Copy out all the entries shown below, exactly as they appear.

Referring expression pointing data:
##############################

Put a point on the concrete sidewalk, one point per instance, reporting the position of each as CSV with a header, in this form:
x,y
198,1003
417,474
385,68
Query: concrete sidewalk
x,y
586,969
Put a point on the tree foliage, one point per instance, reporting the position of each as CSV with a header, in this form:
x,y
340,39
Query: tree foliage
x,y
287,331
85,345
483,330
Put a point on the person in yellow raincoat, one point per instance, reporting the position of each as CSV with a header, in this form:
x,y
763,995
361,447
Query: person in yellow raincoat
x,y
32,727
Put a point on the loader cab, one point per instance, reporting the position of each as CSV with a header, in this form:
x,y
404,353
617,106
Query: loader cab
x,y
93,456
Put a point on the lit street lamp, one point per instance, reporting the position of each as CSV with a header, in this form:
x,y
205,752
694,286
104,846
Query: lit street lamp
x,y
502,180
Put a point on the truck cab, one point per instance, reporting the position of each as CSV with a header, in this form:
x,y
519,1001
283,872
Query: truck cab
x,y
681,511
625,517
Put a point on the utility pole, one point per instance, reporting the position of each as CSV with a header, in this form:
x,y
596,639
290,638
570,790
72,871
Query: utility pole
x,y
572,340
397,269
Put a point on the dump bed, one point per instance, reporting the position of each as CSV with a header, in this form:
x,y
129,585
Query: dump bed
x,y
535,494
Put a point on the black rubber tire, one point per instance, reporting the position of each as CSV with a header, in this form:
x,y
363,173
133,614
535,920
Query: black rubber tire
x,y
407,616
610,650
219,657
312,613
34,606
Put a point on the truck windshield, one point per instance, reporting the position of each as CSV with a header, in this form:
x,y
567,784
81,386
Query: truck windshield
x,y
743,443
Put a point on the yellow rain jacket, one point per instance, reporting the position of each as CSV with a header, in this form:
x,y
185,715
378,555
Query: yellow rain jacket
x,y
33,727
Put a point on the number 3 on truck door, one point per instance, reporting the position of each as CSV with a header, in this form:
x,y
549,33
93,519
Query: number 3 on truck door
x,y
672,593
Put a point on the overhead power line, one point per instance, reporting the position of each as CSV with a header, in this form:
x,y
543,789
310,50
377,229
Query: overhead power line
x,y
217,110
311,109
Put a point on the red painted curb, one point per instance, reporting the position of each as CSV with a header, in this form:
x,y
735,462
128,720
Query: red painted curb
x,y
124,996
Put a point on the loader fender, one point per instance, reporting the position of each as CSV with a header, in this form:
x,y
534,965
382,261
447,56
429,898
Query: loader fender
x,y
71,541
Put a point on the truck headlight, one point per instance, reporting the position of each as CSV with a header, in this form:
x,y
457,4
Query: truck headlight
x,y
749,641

##############################

= REPLY =
Put a point on the concrete sidewalk, one point per instance, reporting the position of each as CSV with a header, in this form:
x,y
198,1003
417,474
385,68
Query: concrete sidewalk
x,y
586,969
Put a point on the tree foliage, one point per instance, reporting the position of each as CSV with a header, in this form:
x,y
340,39
Query: tree foliage
x,y
287,331
85,345
483,330
Put a point on the person in yellow raincoat, one point per instance, reporting the position of each as CSV with a header, in this form:
x,y
763,995
361,447
Query: person in yellow raincoat
x,y
32,727
Put a point on the loader cab, one point per instance, reporting the position of each as CSV with a header, in this form:
x,y
404,353
617,106
Query: loader cab
x,y
93,456
Put a point on the lit street lamp, one point per instance, reporting the position of each as CSV with a header, in this form:
x,y
205,752
694,286
104,846
Query: lit street lamp
x,y
502,180
Put a point on the truck cab, one point per instance, reporting the position of each as CSV with a header, in this form:
x,y
519,1001
283,872
Query: truck cab
x,y
681,511
625,517
Put a point on the utility pole, one point per instance, reporting the position of each as CSV with a header, in this form:
x,y
596,639
290,638
570,790
72,871
Query: utility pole
x,y
572,340
397,269
Put a point on the dump bed, one point per instance, reporting the position of each as CSV with a header, in this form:
x,y
129,585
Query: dump bed
x,y
535,494
Put a point on the black rubber tire, one point per instance, reporting the position of each as CSV with a header, in this form:
x,y
363,173
133,614
535,920
Query: black rubber tire
x,y
407,616
610,650
219,657
312,613
34,606
Put a point on the truck windshield, one point per instance, reporting the position of each as CSV with a header, in this form:
x,y
567,784
81,386
Query: truck windshield
x,y
743,443
Put a point on the yellow rain jacket, one point per instance, reporting the position of each as CSV with a header, in this form:
x,y
185,715
378,555
Query: yellow rain jacket
x,y
33,727
Put a point on the number 3 on truck door, one point per instance, reporting the position of each as CSV with a header, in this form:
x,y
549,33
93,519
Query: number 3 on truck door
x,y
672,593
Put a point on the overhead power line, one point per instance, reporting the position of each as CSV with a header, in this form:
x,y
543,789
310,50
377,229
Query: overhead power line
x,y
217,110
311,109
Put a point on the red painted curb, one point per instance, reporting the position of each as CSV with a header, in this form:
x,y
735,462
128,720
Query: red painted curb
x,y
124,996
Put a point on the loader fender, one point per instance, reporting the position of each as CSV with a header, in this form:
x,y
534,965
382,261
447,56
429,898
Query: loader fender
x,y
71,541
Put a point on the truck headlight, one point per instance, reporting the position of each as CSV with a header, in this form:
x,y
457,4
Query: truck headlight
x,y
749,641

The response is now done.